DIRECTIONS ▸ Print all of the material below word for word, keeping every line in its original order.

RECORDED DATA ▸
_ _ _ _ _ _ _

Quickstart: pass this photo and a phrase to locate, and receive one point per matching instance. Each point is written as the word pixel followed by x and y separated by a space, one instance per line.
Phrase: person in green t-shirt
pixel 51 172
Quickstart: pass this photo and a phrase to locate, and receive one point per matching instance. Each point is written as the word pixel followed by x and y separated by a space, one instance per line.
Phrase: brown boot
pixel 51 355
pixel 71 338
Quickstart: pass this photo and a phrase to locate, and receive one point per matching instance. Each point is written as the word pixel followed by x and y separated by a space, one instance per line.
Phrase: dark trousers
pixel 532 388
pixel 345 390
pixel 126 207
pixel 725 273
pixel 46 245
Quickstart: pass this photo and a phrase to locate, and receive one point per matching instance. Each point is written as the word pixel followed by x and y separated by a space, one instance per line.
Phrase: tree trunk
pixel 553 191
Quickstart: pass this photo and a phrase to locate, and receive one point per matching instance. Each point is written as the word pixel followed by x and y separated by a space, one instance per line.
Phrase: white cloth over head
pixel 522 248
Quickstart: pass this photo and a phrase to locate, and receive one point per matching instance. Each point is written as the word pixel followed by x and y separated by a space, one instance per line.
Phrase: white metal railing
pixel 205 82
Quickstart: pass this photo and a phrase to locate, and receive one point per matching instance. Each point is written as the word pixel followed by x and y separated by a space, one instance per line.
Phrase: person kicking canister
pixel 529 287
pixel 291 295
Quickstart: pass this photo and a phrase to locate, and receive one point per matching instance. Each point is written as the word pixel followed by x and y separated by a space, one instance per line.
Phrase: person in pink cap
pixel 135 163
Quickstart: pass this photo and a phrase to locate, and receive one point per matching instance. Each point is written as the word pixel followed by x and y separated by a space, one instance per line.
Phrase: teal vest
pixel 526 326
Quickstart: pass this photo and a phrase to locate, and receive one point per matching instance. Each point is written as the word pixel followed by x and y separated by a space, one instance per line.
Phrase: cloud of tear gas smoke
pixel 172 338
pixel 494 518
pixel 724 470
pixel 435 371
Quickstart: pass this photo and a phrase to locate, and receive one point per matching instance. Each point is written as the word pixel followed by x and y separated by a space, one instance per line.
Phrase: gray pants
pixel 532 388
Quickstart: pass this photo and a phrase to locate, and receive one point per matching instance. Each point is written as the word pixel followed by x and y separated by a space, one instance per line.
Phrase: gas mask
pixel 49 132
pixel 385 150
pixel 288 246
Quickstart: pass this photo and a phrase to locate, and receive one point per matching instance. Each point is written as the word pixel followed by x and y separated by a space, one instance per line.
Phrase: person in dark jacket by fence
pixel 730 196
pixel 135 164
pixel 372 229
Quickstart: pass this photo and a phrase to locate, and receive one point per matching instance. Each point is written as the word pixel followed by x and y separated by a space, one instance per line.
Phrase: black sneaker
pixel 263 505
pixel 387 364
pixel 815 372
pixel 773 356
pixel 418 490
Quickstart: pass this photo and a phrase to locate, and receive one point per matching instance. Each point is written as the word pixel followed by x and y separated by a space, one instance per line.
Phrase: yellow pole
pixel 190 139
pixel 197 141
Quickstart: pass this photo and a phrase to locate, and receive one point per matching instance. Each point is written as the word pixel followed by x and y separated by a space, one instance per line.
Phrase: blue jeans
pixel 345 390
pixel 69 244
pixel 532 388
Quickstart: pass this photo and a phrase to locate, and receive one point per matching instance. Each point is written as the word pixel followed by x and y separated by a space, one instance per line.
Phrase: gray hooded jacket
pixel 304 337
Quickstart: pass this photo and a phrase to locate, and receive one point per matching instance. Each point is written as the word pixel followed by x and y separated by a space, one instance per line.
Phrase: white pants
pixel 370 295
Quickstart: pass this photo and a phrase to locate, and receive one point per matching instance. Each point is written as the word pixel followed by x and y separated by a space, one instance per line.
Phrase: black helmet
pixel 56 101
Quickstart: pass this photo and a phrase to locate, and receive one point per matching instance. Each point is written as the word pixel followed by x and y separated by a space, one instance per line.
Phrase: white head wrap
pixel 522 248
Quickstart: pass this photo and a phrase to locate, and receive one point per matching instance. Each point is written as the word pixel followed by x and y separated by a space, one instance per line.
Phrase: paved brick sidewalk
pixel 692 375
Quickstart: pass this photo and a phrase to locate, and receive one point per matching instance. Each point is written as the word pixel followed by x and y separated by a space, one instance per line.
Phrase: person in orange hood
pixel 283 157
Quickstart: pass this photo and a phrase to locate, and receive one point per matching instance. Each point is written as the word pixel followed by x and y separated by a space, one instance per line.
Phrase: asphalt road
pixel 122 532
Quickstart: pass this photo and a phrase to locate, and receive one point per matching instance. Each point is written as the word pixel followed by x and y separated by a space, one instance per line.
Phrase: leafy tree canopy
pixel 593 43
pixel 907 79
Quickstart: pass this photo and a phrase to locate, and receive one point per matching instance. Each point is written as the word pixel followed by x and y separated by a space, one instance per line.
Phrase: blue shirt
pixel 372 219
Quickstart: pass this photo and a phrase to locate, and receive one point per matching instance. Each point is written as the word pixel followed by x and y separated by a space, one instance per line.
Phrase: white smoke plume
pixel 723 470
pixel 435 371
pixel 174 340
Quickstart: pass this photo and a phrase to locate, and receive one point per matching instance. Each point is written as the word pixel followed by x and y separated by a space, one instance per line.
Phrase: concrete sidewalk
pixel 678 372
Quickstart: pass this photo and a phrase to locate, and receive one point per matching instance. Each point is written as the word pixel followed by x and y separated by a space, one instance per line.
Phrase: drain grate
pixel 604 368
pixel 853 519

_ _ _ _ _ _ _

SOLUTION ▸
Quickstart: pass this photo and a phrase to locate, and receive one point per matching instance. Each point is written as the word pixel followed by x and y separated by a space, one instance per line.
Phrase: person in green t-shirt
pixel 51 172
Quickstart: pass this photo and a phrase to locate, and receive one point per matching instance. Each point is written as the word pixel followed by x and y separated by a space, one instance per line.
Phrase: brown boot
pixel 51 355
pixel 71 338
Quickstart: pass this photo and a phrase to locate, and receive one point per matching instance. Each point is written as the word pixel followed by x and y separated by a space, one instance per line.
Phrase: dark trousers
pixel 532 388
pixel 345 390
pixel 126 207
pixel 725 273
pixel 46 245
Quickstart: pass this photo and a phrase to locate, and receive one point per matching instance. Each point is written as the word pixel followed by x and y separated by a space, one instance per line.
Phrase: tree trunk
pixel 553 191
Quickstart: pass this photo and a phrase to locate, and receive one point per matching instance. Each point is written as the word pixel followed by x and y separated by a space, one instance per line.
Phrase: white cloth over head
pixel 522 248
Quickstart: pass this photo and a phrase to locate, and receive one point per matching instance. Each point is written as the word pixel followed by x and y separated by a space, one instance per line.
Phrase: white metal railing
pixel 205 82
Quickstart: pass this photo and a phrase to locate, and receive one point per matching instance. Each point is written as the word pixel followed by x and y separated by a space, one instance per line.
Phrase: person kicking canister
pixel 529 287
pixel 291 295
Quickstart: pass this photo and a phrase to locate, and receive one point per matching instance. Each point is written as the word pixel followed by x and y separated by a space, one instance per line.
Phrase: person in pink cap
pixel 135 163
Quickstart: pass this photo and a phrase to locate, and receive one point per matching instance. Each point is written as the word pixel followed by x and y separated by a space, one instance per line.
Phrase: teal vest
pixel 526 326
Quickstart: pass this photo and a phrase to locate, and receive one point per matching instance. Each point is written as the word pixel followed by x and y separated by a space, one instance per line.
Phrase: cloud of tear gas smoke
pixel 172 338
pixel 494 518
pixel 724 470
pixel 435 371
Quickstart: pass this photo and a phrase to locate, and receive one point per matching instance. Each point is written as the word pixel followed by x and y separated by a space, one instance per line.
Phrase: gray pants
pixel 532 388
Quickstart: pass this photo and a phrase to locate, and receive one point per matching instance. Each point is written as the word pixel followed by x and y separated by a space, one instance per line.
Phrase: gas mask
pixel 49 132
pixel 385 150
pixel 288 246
Quickstart: pass this photo and a phrase to locate, and receive one point per matching instance. Each point is written as the word pixel followed by x and y separated by a space, one instance per line.
Phrase: person in dark jacket by fence
pixel 730 196
pixel 135 164
pixel 372 229
Quickstart: pass this photo and a phrase to locate, and receive one point per matching instance. Each point is written as the word pixel followed by x and y separated by a space, one instance per line.
Phrase: black sneaker
pixel 263 505
pixel 387 364
pixel 815 372
pixel 773 356
pixel 418 490
Quickstart: pass this photo and a phrase to locate, and receive one point per matching instance. Each point is written as the word pixel followed by x and y separated by a space, one instance per line.
Phrase: yellow pole
pixel 190 139
pixel 197 141
Quickstart: pass this photo and a phrase to locate, and receive one point per matching instance. Each point is written as the word pixel followed by x and y separated by a space, one instance per line.
Phrase: blue jeans
pixel 345 390
pixel 69 244
pixel 532 388
Quickstart: pass this photo and a phrase to locate, and receive one point per matching instance. Each point is written as the word pixel followed by x and y separated by a space, one instance per line.
Phrase: gray hooded jacket
pixel 304 337
Quickstart: pass this photo and a phrase to locate, and receive one point per matching instance. Each point is written as the word pixel followed by x and y separated by a space, one instance per line.
Phrase: white pants
pixel 370 295
Quickstart: pass this photo and a phrase to locate, and receive one point per matching instance. Each point is written as the word pixel followed by x and y separated by a space, one instance per line.
Phrase: black helmet
pixel 56 101
Quickstart: pass this photo and a phrase to locate, and receive one point per matching instance. Each point is written as the word pixel followed by x and y separated by a space, one instance per line.
Phrase: white head wrap
pixel 522 248
Quickstart: pass this photo and a phrase to locate, and receive one point per matching instance. Each point is written as the word pixel followed by x and y separated by a space, one instance per line.
Phrase: paved brick sidewalk
pixel 692 375
Quickstart: pass this photo and a phrase to locate, and receive one point per matching instance. Each point is written as the word pixel followed by x and y separated by a space, one instance per line.
Phrase: person in orange hood
pixel 283 157
Quickstart: pass this photo and a phrase to locate, and receive one point per matching instance. Each point is written as the word pixel followed by x and y separated by a space, one instance per line.
Phrase: asphalt road
pixel 122 532
Quickstart: pass this photo and a phrase to locate, and receive one point per matching instance. Each point is written as the word pixel followed by x and y separated by a space, one instance per line.
Phrase: leafy tree canopy
pixel 593 43
pixel 907 79
Quickstart: pass this photo and a phrase to locate, and receive one point per matching instance. Each point is written as the word pixel followed by x and y separated by a space, one instance per line.
Phrase: blue shirt
pixel 372 219
Quickstart: pass this photo and a phrase to locate, and receive one point per matching instance. Each point is written as the word pixel followed by x and y separated by a space, one instance per line.
Phrase: white smoke plume
pixel 723 470
pixel 435 371
pixel 174 340
Quickstart: pass this photo and a phrase to locate, and receive one point per matching instance. Each point is written as the word pixel followed by x and y separated by a space, one instance per line.
Phrase: concrete sidewalk
pixel 678 372
Quickstart: pass this photo and a phrase to locate, and receive one point per matching instance. Each point is written as the word pixel followed by x and y separated by a space, one instance per line.
Phrase: drain grate
pixel 604 368
pixel 853 519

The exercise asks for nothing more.